Each record must be reproduced exactly as it is shown.
— Start —
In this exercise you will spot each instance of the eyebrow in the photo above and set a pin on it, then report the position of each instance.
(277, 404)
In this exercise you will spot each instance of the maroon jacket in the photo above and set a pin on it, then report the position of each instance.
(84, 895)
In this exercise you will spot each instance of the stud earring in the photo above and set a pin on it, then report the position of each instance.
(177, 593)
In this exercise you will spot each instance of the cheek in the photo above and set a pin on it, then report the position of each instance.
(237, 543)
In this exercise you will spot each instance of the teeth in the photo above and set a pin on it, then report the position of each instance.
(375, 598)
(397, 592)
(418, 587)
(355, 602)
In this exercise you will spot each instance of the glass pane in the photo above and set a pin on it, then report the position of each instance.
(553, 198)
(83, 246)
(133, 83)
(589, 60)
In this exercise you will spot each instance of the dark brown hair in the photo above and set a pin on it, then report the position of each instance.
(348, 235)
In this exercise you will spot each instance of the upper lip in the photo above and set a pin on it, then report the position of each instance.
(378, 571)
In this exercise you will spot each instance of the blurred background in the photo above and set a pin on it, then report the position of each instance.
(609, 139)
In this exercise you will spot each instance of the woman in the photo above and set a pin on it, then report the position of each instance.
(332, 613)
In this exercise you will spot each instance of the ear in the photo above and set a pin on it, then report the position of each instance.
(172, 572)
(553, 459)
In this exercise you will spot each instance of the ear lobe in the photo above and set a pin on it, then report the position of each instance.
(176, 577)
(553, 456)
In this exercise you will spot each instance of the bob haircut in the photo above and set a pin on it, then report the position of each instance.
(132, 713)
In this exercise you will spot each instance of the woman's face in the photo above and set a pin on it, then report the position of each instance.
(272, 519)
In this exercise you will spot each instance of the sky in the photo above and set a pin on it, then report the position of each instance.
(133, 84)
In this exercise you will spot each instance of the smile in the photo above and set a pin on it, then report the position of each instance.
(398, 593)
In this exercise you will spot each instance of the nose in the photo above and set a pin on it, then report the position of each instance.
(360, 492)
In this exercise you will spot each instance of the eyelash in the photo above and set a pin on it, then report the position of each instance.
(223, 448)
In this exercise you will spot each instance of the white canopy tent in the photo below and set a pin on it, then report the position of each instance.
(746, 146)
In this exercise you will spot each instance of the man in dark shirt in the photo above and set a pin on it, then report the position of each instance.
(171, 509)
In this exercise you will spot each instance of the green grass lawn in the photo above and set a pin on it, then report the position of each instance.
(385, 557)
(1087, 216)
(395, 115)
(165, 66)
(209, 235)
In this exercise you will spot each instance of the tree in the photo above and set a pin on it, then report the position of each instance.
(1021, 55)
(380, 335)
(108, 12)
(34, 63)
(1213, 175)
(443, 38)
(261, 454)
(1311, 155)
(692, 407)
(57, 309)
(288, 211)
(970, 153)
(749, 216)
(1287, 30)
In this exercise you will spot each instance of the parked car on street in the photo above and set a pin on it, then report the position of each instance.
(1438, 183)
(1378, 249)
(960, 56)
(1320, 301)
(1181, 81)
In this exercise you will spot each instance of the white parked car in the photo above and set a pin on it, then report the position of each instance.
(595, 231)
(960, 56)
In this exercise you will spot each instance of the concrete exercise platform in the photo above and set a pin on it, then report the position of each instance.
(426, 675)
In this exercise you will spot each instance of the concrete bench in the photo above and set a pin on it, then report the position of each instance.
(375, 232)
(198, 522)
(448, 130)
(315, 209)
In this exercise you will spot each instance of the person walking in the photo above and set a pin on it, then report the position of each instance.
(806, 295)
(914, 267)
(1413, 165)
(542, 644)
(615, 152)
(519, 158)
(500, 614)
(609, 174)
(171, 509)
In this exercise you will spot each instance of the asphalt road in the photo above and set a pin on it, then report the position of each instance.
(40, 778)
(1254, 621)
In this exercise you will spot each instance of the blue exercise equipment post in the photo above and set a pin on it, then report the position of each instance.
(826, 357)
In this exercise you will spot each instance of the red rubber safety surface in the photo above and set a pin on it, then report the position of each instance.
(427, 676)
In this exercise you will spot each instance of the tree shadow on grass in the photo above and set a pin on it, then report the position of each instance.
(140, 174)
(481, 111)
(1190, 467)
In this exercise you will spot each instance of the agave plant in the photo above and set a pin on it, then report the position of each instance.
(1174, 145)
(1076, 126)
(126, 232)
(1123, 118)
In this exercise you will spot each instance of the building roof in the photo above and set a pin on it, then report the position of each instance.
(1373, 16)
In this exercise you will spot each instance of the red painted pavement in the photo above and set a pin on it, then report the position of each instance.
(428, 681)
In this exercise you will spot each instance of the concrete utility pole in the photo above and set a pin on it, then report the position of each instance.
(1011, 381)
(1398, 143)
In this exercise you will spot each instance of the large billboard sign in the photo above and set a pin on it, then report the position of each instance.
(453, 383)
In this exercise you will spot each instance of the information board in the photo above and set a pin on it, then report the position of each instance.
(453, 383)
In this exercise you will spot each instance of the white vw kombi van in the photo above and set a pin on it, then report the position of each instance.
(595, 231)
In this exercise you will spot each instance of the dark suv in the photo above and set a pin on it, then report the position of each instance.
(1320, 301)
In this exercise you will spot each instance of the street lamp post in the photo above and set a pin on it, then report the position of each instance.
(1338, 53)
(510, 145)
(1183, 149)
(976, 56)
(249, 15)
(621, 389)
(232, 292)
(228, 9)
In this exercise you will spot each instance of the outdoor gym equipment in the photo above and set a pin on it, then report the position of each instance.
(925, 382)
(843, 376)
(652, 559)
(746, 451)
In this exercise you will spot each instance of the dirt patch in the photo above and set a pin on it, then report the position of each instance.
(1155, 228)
— End —
__Completed exercise__
In this exercise you will spot each instance of the eyebrow in the photo above and set a pin on it, then report the position of each instance.
(277, 404)
In this exercise you will spot each instance of the maroon jacket in the photo above and set a pin on it, then report the position of each instance.
(84, 895)
In this exercise you will spot each instance of the stud earring in the photo above and set a pin on it, then report the position of each instance.
(177, 593)
In this exercise you will spot each instance of the cheek in the photo above and set a pin on it, then report the position of each instance.
(237, 543)
In this exercise you will spot each instance of the teeth in the photo above and set a pin on it, then report the position of each instance.
(375, 598)
(397, 592)
(418, 587)
(355, 602)
In this exercise you will spot each instance of the glass pane in the photo above and set a pin on it, then report the position of each instance.
(553, 198)
(83, 246)
(133, 83)
(589, 60)
In this exercise you will spot each instance of the dark brown hair in the photo above and set a pin on it, then report the position of each instance.
(348, 235)
In this exercise you will spot each instance of the upper lip in the photo above and set a pin on it, then report the position of each instance.
(378, 571)
In this exercise you will spot each instance of the blurred background in the photo above and set a pin on it, then report the position of each instance.
(609, 139)
In this exercise you will spot each instance of the woman in the photo above and set a pin on it, then report the position of each instance.
(332, 613)
In this exercise you will spot each instance of the ear in the photo above and set a pin on it, then report the position of each instance.
(172, 572)
(553, 459)
In this exercise you will spot each instance of the ear lobe in the photo above and set a pin on it, then report the position of each instance.
(176, 577)
(553, 456)
In this exercise you will spot each instance of the bob haircut in the photo above and set a pin on it, then report the position of each instance.
(132, 713)
In this exercise you will spot each instance of the woman's face in the photo above and set a pin on it, then report the position of each instance.
(272, 519)
In this exercise you will spot each instance of the sky in the photo above and set a pin on it, then report the position of each instance.
(133, 84)
In this exercise you will spot each instance of the smile in the photo above and set a pin on it, then report the position of each instance.
(398, 593)
In this exercise you will spot each instance of the nose in the photo above and set a pin on it, then report the position of each instance.
(360, 492)
In this exercise you will spot each instance of the eyelash in the photo above and set a pin on it, then report the position of each instance.
(223, 448)
In this exercise you will spot each instance of the white canopy tent in the photo below and set a pin on it, then report the position of each instance.
(746, 146)
In this exercise you will spot each instance of the man in dark shirt in the photo above and set a pin on it, then report the position of each instance.
(171, 509)
In this exercise you will spot each instance of the green grass lawn in the photo above and set a pin on it, then report the position of each instance.
(385, 557)
(1087, 216)
(395, 115)
(165, 66)
(209, 235)
In this exercise you will spot each instance of the tree in the photo above and set a pin on it, then report the position of each instance.
(1021, 55)
(380, 335)
(108, 12)
(34, 63)
(1213, 175)
(443, 38)
(261, 454)
(1311, 155)
(692, 407)
(57, 309)
(288, 211)
(970, 153)
(749, 216)
(1287, 30)
In this exercise you will spot each instance of the parked car on street in the photo above and set a pin on it, then report the position of each instance.
(1438, 183)
(1378, 249)
(960, 56)
(1320, 301)
(1181, 81)
In this exercise you will spot each instance of the white parked car in the photo above and set a pin on it, then report the position of each instance.
(595, 231)
(960, 56)
In this exercise you will spot each instance of the concrete exercise platform in the photo above and set a pin on it, then report the position of each instance.
(426, 675)
In this exercise you will spot each instance of the concrete bench in the photo above and set a pin on it, then report the position of each instance.
(375, 232)
(198, 522)
(448, 130)
(315, 209)
In this exercise you will spot each instance of the person walking in the photo above and set a pin on it, then report the position of each instance.
(806, 295)
(914, 267)
(1413, 165)
(542, 644)
(615, 152)
(519, 158)
(500, 614)
(609, 174)
(171, 509)
In this exercise you will spot each instance of the asphalt road in the photo above and set a pin on it, then report the position of each instance.
(40, 778)
(1254, 621)
In this exercise you will spot each instance of the blue exercise equipment post in the photo above and set a pin on it, then report the position of each instance.
(826, 357)
In this exercise you will spot each instance of the red rubber safety surface in the photo above and set a pin on it, then report the position of each instance.
(427, 676)
In this exercise you will spot each instance of the tree shadow on grass in the photo above and set a pin on it, then report the position of each instance.
(140, 174)
(481, 111)
(1190, 467)
In this exercise you will spot each instance of the agave plant in the photo above and set a pin on it, then report the position of each instance.
(1174, 145)
(1076, 126)
(126, 232)
(1123, 118)
In this exercise you will spot each instance of the building roof in the photo above and set a pin on it, then report the position of each instance.
(1373, 16)
In this exercise you will spot each instance of the red painted pavement in the photo above and set a pin on it, then report the position of each instance.
(428, 681)
In this exercise you will spot each instance of the concrete utility pole in the photo above and set a pin on it, then report the position of each instance.
(1011, 381)
(1398, 143)
In this exercise you will spot each instance of the large billboard sign in the photo above and set a pin on it, then report the position of each instance.
(453, 383)
In this exercise you will spot each instance of the information board in the photo above and set a pin on it, then report the position of each instance.
(453, 383)
In this exercise you will spot each instance of the white vw kombi van in the photo above and set a pin on it, then report the position of each instance.
(595, 231)
In this exercise you will spot each instance of the dark suv in the photo above and set a pin on it, then report the position of each instance.
(1320, 301)
In this exercise you will spot each instance of the street lamp post in the photo above and set a pin on it, then report the position of each instance.
(1338, 53)
(510, 145)
(1183, 149)
(976, 56)
(249, 15)
(621, 389)
(232, 292)
(228, 9)
In this exercise you will spot each instance of the outdoor gym equipment in the photo above and set a pin on it, then report the position of each instance.
(925, 382)
(843, 376)
(652, 559)
(746, 451)
In this exercise you will spot each instance of the dirt patch in the photo above and set a pin on it, then report the position of each instance.
(1155, 228)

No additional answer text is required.